== TASK TO CARRY OUT ==
Convert the data below into a two-column CSV with the headers instruction and points. Each line beginning with "Question." gets its own row, with its text in the instruction column and all the coordinates that follow it in the points column. Quote every field, replace any line breaks with spaces, and leave the pictures out.

== RAW DATA ==
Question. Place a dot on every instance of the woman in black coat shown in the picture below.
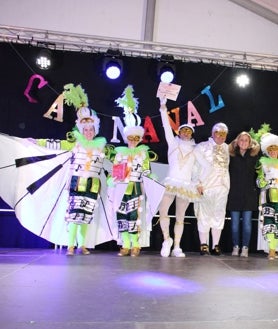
(243, 195)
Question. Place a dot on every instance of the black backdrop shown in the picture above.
(243, 107)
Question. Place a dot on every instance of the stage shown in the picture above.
(45, 289)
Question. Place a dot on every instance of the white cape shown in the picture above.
(33, 183)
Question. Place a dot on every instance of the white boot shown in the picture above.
(177, 252)
(244, 252)
(235, 251)
(166, 247)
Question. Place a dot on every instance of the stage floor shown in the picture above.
(45, 289)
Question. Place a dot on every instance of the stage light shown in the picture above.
(166, 69)
(112, 64)
(242, 80)
(44, 59)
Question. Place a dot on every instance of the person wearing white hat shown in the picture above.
(214, 185)
(268, 183)
(130, 166)
(178, 182)
(85, 170)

== RESPONSE TO THIS TASK ==
instruction,points
"Question. Place a dot on every instance of the woman in black coat shown in the picture below.","(243, 195)"
"Question. Place a dot on every instance of the black backdrop shown in the picture above.","(243, 107)"
"Question. Place a dot on every instance of the stage shown in the picture above.","(45, 289)"
"Question. Place a dot on every instance of the white cape shown in the picture above.","(33, 183)"
"Question. Place a dot on every instance of the white boot shown in the picture above.","(177, 252) (244, 252) (235, 251) (166, 247)"
"Question. Place a dot on every instance of the stage floor shown in the picture above.","(45, 289)"
"Question. Place a dot on every instance of the stage light shown in the picture above.","(166, 69) (112, 64) (242, 80) (44, 59)"
"Question. Place a dot on every instance of the person wearing white hat shown in the picture above.","(214, 185) (268, 183) (130, 166) (178, 182) (85, 170)"